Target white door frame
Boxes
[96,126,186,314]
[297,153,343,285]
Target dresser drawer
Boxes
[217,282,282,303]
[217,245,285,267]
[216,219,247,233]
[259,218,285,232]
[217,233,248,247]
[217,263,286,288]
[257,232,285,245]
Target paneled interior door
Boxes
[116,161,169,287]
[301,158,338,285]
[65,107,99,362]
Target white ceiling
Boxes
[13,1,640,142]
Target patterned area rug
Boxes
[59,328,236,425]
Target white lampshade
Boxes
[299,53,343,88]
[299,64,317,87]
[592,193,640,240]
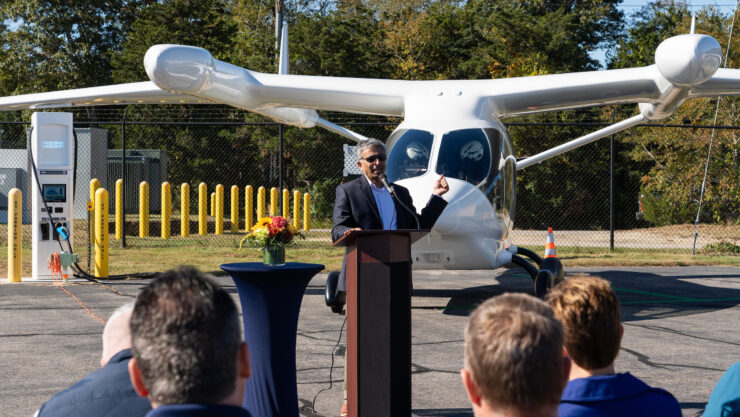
◇ ◇ ◇ ◇ ◇
Task brief: Leave out the pictures and transcribe the entries above exactly.

Reply:
Target white door frame
Boxes
[96,126,186,314]
[297,153,343,285]
Target dresser drawer
Boxes
[217,282,282,303]
[217,245,285,267]
[216,219,247,233]
[259,218,285,232]
[217,233,248,247]
[217,263,286,288]
[257,232,285,245]
Target paneled interior door
Boxes
[116,161,169,287]
[301,158,338,285]
[65,107,99,362]
Target white ceiling
Boxes
[13,1,640,142]
Target patterned area rug
Boxes
[59,328,236,425]
Target white lampshade
Boxes
[299,53,343,88]
[299,64,317,87]
[592,193,640,240]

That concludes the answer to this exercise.